## begin

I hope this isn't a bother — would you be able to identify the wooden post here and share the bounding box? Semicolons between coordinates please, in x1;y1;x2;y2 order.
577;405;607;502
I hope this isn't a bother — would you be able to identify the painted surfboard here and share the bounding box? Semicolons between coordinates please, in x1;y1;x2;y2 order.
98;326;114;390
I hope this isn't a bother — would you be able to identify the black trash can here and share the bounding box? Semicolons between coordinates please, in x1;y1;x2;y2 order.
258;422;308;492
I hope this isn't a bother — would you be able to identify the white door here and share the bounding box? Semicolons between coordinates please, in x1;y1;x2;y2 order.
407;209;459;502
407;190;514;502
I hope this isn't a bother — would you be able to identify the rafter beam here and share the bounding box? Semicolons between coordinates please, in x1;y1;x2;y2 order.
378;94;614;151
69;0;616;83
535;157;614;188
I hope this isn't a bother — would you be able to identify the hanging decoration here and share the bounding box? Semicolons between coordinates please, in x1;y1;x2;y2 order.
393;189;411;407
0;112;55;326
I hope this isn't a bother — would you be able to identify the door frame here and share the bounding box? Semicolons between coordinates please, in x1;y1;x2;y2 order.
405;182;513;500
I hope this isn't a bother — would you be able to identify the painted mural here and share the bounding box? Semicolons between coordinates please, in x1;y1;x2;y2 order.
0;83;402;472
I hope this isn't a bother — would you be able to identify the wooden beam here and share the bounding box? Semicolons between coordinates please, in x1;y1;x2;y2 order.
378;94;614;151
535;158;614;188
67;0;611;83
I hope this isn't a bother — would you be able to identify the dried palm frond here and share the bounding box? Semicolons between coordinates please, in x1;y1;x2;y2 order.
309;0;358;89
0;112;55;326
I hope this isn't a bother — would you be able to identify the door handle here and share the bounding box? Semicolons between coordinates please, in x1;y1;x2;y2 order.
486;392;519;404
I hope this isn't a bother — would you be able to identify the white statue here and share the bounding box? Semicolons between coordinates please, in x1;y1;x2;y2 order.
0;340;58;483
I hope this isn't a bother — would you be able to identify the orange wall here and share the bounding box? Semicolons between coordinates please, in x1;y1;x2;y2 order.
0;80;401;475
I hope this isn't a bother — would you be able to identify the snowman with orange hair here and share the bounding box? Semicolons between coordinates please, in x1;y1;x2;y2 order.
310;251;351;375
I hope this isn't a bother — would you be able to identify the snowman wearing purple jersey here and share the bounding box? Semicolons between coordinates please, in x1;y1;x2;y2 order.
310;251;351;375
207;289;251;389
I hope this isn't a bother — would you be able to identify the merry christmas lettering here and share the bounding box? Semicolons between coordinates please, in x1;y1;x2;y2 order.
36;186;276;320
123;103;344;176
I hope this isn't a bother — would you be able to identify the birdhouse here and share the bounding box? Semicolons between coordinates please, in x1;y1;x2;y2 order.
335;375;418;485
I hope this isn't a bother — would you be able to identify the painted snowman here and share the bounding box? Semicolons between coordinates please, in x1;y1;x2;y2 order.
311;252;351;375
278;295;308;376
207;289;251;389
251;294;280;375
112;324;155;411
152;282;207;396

## end

Set down, character for character, the part of the listing that opens with the line containing "the snowman with" and closes with the last line of the listing, including both of those lines.

I hope this isn't a bother — would you be able to identify the snowman with orange hair here and share the bounding box? Semicolons between coordinates please, in x1;y1;x2;y2 order.
310;251;351;375
I hope this isn't a bother — would you be able to identify the snowman wearing purple jersey here and share the bounding box? Semicolons between coordinates please, in x1;y1;x2;y2 order.
310;251;351;375
207;289;251;389
I hope this isn't a bother — would you be able to identify the merry christmas lettering here and share the bounding box? Semicolons between coordinates please, in x1;y1;x2;y2 order.
36;186;276;320
123;103;344;176
I hope this isn't a bother — would you be able to identify the birdhouse here and share the bounding box? Semicolons between coordinates please, in x1;y1;x2;y2 order.
335;375;418;485
I hope this isn't a bother — would you be able to identify the painted snowman here and share the bounding box? Semicolons between coordinates please, in x1;y1;x2;y2 order.
311;252;351;375
278;295;308;376
207;289;251;389
251;294;280;375
112;324;155;411
152;282;207;396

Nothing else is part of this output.